STUDY QUESTIONS |
#1 Reproduce everything in the Allen case news report from "COURT WILL RESUME" down to "the mayoralty primary.", without changing a word.
#2 Summarize the Allen case news report in two sentences.

PAGE EXCERPT |
Sunday Morning, May 5, 1912
ALLEN CASE
ADJOURNED TO
LET JUDGE VOTE
State Continues Efforts to Prove
Plot To Kill Hillsville Of-
ficials Was Hatched.
"IS ALL THE BOYS
READY," SAID FLOYD
Witnesses Testify That Allens En-
couraged Each Other in Courtroom
on Day of Tragedy Before The
Shooting Commenced.
COURT WILL RESUME
SESSIONS ON TUESDAY
Wytheville, Va., May 4. --The state continued to introduce evidence in the Allen case today with the evident intention of proving that a deep laid plot did exist among the Allens who fully intended to shoot a big hole in the court house if Floyd Allen was sentenced by Judge Massie. Court adjourned this afternoon to permit the judge and several attorneys to go to Roanoke to cast their votes in the mayoralty primary.

DATA UNDER STUDY |
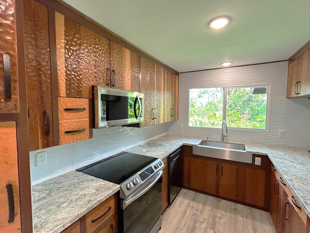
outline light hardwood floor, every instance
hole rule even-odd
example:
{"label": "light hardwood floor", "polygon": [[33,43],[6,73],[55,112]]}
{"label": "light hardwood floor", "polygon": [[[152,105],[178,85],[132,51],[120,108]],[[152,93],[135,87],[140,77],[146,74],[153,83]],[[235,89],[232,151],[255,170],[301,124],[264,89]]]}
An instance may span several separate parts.
{"label": "light hardwood floor", "polygon": [[275,233],[269,213],[182,189],[158,233]]}

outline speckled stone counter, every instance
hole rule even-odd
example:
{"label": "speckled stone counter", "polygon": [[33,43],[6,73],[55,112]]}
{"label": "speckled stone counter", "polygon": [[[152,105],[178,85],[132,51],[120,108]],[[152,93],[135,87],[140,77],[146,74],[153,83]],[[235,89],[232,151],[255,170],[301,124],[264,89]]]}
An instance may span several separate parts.
{"label": "speckled stone counter", "polygon": [[33,233],[59,233],[119,190],[118,184],[77,171],[34,185]]}
{"label": "speckled stone counter", "polygon": [[[188,138],[166,134],[125,150],[163,158],[183,145],[198,145],[204,138]],[[218,141],[218,139],[207,140]],[[227,141],[225,140],[225,141]],[[238,143],[229,141],[229,142]],[[283,179],[310,216],[310,153],[307,149],[245,143],[247,151],[268,156]]]}

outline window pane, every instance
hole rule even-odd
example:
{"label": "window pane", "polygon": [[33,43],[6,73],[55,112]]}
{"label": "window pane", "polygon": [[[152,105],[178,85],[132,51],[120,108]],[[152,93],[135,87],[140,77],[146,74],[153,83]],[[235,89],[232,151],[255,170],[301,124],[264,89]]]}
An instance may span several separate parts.
{"label": "window pane", "polygon": [[188,125],[220,127],[223,93],[221,87],[190,89]]}
{"label": "window pane", "polygon": [[228,127],[266,128],[267,87],[227,89]]}

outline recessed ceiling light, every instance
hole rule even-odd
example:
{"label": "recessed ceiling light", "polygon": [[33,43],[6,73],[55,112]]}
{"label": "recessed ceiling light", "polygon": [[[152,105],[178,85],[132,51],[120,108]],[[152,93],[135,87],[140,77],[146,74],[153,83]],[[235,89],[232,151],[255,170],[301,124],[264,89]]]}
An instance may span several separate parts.
{"label": "recessed ceiling light", "polygon": [[217,29],[225,27],[231,21],[232,21],[232,18],[229,16],[218,16],[210,20],[208,26],[209,28],[213,29]]}
{"label": "recessed ceiling light", "polygon": [[232,62],[223,62],[223,63],[221,63],[221,65],[223,67],[228,67],[228,66],[230,66],[232,64]]}

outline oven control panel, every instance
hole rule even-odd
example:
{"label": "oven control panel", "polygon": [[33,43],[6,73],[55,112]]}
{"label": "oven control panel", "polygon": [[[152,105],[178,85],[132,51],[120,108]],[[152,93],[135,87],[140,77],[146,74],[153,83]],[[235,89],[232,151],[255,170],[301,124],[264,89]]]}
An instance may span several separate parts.
{"label": "oven control panel", "polygon": [[121,184],[120,198],[125,199],[137,190],[143,183],[157,171],[164,167],[160,159],[157,159],[151,164],[136,173]]}

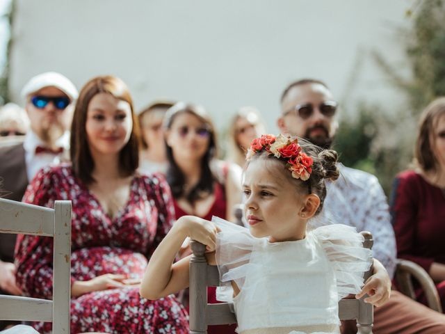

COMPLETED EXERCISE |
#1
COURT WILL RESUME
SESSIONS ON TUESDAY
Wytheville, Va., May 4. --The state continued to introduce evidence in the Allen case today with the evident intention of proving that a deep laid plot did exist among the Allens who fully intended to shoot a big hole in the court house if Floyd Allen was sentenced by Judge Massie. Court adjourned this afternoon to permit the judge and several attorneys to go to Roanoke to cast their votes in the mayoralty primary.

#2 At Wytheville, Va., on May 4, the state kept introducing evidence in the Allen case, apparently to prove that the Allens had a deep-laid plot to shoot up the court house if Judge Massie sentenced Floyd Allen. Court adjourned that afternoon so the judge and several attorneys could go to Roanoke to vote in the mayoralty primary, and sessions will resume on Tuesday.